* _ENTRIES SUPPLIED_
###
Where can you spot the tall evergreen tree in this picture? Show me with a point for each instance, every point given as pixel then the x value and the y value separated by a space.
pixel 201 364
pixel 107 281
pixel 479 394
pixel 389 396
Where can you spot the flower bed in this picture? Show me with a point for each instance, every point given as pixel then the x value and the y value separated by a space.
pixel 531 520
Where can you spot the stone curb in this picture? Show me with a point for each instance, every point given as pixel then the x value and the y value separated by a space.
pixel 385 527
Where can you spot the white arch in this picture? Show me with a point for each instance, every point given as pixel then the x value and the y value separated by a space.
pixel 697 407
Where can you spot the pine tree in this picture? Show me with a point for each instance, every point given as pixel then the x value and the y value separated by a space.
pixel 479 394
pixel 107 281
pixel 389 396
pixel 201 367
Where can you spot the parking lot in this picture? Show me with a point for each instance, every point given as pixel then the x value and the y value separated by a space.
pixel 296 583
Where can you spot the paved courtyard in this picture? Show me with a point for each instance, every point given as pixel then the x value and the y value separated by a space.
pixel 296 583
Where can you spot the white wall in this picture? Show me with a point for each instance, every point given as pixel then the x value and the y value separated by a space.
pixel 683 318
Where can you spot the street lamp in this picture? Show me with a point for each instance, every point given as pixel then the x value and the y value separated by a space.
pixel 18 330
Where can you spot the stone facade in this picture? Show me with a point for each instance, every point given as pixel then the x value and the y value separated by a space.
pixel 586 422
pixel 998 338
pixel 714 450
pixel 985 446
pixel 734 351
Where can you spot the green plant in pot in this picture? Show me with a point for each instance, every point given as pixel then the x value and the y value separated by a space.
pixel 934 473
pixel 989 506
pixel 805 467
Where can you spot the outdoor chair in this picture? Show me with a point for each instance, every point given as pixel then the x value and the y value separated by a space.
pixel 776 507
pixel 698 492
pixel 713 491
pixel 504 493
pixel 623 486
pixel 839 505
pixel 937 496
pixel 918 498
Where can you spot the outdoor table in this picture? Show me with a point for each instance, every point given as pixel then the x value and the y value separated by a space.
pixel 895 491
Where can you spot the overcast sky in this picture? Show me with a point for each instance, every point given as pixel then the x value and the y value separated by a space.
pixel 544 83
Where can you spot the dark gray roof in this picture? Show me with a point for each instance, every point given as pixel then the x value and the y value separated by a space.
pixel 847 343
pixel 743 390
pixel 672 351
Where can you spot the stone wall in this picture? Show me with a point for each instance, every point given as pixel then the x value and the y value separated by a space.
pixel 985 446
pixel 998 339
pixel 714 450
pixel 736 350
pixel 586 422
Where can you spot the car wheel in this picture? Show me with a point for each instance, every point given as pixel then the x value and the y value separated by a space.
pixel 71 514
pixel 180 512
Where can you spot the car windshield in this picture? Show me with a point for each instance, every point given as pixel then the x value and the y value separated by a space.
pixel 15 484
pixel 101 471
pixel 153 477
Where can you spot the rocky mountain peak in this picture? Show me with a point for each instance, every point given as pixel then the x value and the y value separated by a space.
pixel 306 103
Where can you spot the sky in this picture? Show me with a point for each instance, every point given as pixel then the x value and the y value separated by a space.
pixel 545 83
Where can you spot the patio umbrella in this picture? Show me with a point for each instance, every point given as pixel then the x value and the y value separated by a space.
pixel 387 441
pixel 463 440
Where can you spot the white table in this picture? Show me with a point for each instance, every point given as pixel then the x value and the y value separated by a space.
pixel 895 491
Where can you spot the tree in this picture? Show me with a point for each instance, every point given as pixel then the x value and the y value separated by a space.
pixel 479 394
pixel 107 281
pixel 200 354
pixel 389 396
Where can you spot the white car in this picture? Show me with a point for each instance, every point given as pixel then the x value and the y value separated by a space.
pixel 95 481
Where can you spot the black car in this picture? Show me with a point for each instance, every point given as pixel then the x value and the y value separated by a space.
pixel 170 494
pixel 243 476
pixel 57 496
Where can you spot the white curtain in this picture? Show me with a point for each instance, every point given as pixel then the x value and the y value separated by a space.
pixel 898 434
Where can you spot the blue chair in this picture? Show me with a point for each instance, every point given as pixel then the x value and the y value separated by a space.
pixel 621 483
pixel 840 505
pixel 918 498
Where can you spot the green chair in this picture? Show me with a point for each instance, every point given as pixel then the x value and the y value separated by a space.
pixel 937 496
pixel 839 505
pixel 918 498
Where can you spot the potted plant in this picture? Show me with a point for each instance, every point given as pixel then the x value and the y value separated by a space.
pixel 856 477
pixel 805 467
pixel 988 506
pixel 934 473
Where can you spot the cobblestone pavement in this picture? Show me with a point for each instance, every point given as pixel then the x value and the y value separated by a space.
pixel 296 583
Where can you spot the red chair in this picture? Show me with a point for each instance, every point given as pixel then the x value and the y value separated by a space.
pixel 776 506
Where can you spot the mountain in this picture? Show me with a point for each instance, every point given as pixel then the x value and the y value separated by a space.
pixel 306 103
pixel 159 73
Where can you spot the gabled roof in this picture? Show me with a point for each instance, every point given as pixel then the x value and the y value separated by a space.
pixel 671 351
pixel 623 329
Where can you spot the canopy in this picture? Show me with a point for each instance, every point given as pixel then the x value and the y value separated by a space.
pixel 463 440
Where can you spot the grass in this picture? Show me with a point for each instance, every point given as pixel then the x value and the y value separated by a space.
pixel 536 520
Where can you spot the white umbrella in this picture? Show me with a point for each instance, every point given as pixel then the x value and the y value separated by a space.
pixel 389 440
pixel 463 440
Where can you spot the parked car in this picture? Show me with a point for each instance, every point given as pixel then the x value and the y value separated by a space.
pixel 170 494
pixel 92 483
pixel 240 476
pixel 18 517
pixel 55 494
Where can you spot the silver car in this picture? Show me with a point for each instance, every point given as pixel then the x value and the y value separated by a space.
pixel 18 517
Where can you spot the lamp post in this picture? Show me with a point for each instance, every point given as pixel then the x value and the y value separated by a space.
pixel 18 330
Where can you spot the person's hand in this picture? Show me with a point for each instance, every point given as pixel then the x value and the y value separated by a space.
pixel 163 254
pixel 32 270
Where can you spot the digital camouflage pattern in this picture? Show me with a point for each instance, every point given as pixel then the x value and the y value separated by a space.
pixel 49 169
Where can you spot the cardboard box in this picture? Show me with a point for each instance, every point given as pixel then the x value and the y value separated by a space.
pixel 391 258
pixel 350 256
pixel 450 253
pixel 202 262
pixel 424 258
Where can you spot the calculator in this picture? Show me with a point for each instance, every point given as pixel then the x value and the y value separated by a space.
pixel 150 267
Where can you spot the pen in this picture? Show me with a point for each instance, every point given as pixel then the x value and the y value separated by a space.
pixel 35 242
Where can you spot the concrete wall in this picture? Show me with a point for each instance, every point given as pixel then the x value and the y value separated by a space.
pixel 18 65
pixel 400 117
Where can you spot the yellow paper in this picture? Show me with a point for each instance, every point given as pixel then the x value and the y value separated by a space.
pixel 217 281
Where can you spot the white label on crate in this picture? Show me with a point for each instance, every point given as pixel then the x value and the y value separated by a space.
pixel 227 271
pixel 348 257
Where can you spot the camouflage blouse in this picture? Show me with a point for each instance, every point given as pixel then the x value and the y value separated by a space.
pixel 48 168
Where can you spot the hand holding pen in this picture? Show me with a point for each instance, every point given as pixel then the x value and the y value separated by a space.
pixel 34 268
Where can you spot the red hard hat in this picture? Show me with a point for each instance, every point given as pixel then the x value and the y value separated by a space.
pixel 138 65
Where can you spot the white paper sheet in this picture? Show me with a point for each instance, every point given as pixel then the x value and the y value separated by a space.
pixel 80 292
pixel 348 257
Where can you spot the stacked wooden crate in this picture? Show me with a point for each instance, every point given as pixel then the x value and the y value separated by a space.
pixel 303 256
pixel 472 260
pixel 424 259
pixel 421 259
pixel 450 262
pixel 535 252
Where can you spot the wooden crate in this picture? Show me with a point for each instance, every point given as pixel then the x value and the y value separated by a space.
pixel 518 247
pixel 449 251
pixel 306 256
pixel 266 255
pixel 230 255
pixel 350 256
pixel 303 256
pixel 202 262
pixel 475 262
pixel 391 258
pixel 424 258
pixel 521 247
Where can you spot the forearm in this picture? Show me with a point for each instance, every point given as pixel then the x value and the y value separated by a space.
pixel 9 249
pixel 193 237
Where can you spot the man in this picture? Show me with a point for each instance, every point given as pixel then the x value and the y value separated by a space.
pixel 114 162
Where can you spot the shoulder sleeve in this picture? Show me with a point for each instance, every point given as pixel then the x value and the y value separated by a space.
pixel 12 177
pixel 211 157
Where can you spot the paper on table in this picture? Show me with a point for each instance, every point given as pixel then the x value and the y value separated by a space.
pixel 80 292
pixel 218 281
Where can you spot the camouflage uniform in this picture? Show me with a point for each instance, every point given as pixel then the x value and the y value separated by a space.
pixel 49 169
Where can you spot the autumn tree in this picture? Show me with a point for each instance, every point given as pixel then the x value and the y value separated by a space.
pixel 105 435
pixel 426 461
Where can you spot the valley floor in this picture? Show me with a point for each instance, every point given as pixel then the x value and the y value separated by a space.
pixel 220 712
###
* _ABOUT THIS EXERCISE_
Return the lines above, from the one containing "Where can you spot the valley" to the end, exactly as they stand.

* _TASK ANSWER_
Where can you spot the valley floor in this picture? Show me with a point for each instance, every point given as pixel then the x value and the y value separated by a space.
pixel 220 712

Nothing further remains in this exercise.